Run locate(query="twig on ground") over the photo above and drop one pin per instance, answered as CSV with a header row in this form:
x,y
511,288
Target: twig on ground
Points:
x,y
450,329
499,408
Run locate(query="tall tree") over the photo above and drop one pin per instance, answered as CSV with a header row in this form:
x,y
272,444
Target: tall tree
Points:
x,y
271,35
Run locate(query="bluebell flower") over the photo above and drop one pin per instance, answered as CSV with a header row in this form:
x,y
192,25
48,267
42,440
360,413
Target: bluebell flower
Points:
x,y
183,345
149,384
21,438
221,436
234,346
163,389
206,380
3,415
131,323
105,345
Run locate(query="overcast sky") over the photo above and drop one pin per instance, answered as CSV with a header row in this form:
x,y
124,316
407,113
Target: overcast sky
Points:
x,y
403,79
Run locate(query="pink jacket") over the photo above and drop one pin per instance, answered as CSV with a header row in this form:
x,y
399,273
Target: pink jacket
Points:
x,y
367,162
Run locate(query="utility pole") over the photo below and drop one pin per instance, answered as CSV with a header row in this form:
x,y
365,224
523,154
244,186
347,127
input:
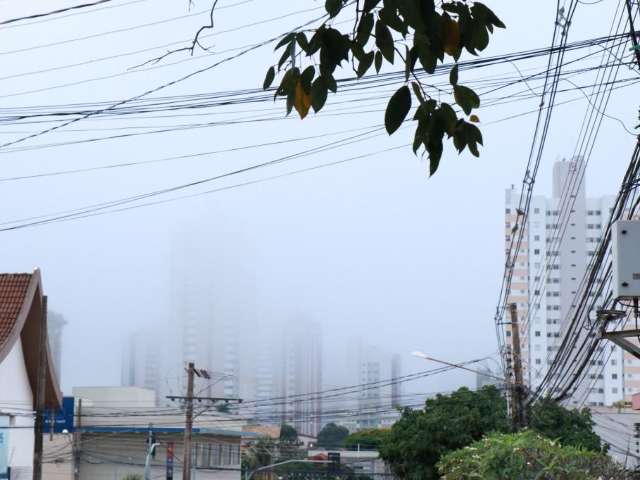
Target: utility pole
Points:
x,y
188,424
77,442
517,387
40,394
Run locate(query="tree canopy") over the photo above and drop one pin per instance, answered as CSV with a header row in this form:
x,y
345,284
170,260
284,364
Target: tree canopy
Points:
x,y
415,444
526,456
418,440
568,426
418,34
288,434
332,436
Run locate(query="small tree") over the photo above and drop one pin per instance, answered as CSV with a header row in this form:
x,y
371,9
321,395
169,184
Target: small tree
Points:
x,y
571,427
526,455
332,436
420,438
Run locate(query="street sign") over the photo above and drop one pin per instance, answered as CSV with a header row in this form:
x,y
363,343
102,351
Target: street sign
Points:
x,y
170,461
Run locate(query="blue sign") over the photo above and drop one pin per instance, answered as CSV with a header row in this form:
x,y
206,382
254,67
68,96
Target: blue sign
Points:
x,y
4,446
63,419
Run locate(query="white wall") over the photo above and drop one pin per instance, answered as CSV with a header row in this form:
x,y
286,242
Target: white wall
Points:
x,y
16,401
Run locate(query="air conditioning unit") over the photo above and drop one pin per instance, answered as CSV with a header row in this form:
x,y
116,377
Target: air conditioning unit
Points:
x,y
625,241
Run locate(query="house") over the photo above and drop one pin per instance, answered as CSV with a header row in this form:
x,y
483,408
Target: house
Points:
x,y
22,308
111,441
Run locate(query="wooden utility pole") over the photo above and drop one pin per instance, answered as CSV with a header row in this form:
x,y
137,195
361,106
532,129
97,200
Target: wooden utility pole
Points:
x,y
188,424
517,387
40,394
77,442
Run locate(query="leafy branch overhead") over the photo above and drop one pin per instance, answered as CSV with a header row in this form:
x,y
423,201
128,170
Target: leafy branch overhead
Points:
x,y
415,33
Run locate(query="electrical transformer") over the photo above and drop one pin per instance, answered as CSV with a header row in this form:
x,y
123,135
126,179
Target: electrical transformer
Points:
x,y
625,244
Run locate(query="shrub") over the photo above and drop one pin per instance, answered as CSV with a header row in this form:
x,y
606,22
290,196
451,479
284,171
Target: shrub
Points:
x,y
526,456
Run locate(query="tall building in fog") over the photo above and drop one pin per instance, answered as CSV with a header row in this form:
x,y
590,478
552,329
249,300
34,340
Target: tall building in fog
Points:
x,y
141,362
377,373
195,332
301,376
55,326
555,252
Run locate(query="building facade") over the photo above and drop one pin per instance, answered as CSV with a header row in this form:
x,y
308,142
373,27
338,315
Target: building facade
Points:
x,y
559,239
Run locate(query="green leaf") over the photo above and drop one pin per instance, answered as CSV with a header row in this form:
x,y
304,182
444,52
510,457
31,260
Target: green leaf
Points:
x,y
434,148
370,5
453,75
378,61
384,40
484,13
307,77
448,117
286,55
318,94
288,38
330,82
301,38
268,79
365,64
397,109
417,92
392,20
364,29
466,98
333,7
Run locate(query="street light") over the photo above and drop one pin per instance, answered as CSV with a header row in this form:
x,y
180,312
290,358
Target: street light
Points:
x,y
424,356
249,475
147,462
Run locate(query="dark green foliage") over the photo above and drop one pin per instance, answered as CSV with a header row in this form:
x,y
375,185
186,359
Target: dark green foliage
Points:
x,y
419,33
332,436
288,434
569,427
420,438
526,456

*-*-*

> _What the task asks_: Return nothing but the lines from the top of the records above through the line that has "Target: pink jacket". Keep each one exact.

> _Exercise result_:
Run locate(query="twig on ground") over the photo above and drop one pin per instance, answered as CSV with a header row in this form:
x,y
511,288
Target: twig on ground
Points:
x,y
450,329
499,408
Run locate(query="tall tree") over the photo above and drop one pin per instance, answered as CSV with a header row in this form:
x,y
272,444
Target: tall tree
Points:
x,y
271,35
Run locate(query="bluebell flower") over the photo above and drop one pin per instance, answered as CSV with a header row in this form:
x,y
192,25
48,267
42,440
360,413
Target: bluebell flower
Points:
x,y
183,345
149,384
21,438
221,436
234,346
163,389
206,380
3,415
131,323
105,345
Run locate(query="overcast sky") over the photo above and drop one pin per instance, answered as CSV with a header row in this form:
x,y
124,316
407,113
Target: overcast sky
Points:
x,y
403,79
Run locate(query="pink jacket") over the photo above and drop one pin per instance, answered as CSV with a header row in this form:
x,y
399,273
Target: pink jacket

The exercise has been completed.